# [Task objective]
In which cities does the article on Helmut Ruhemann say he studied?

[Start of Excerpt to read]

- Born: 1891 Berlin, Germany
- Died: 1973 (aged 81–82)
- Occupations: Painting conservator and restorer

= Helmut Ruhemann =

German painting conservator

Helmut Ruhemann CBE, (1891–1973) was a German painting conservator and restorer, considered the pre-eminent of his profession during his lifetime.

== Early life and education ==
He was born in Berlin and studied at Karlsruhe, Munich and Paris.

== Career ==
He was instrumental both in the promotion and utilisation of x-rays as an art historical tool and was progressive in his efforts to clean old master paintings in a faithful manner that did not impede on original brushstrokes or outlines. He contributed to the progression of both art history and conservation through his making available his detailed notes and photographs.

[End of Excerpt to read]
[Start of Data lines]

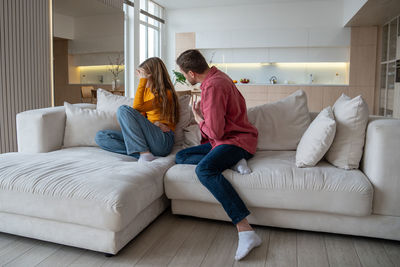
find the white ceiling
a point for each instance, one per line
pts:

[End of Data lines]

# [Response to this task]
Karlsruhe, Munich and Paris.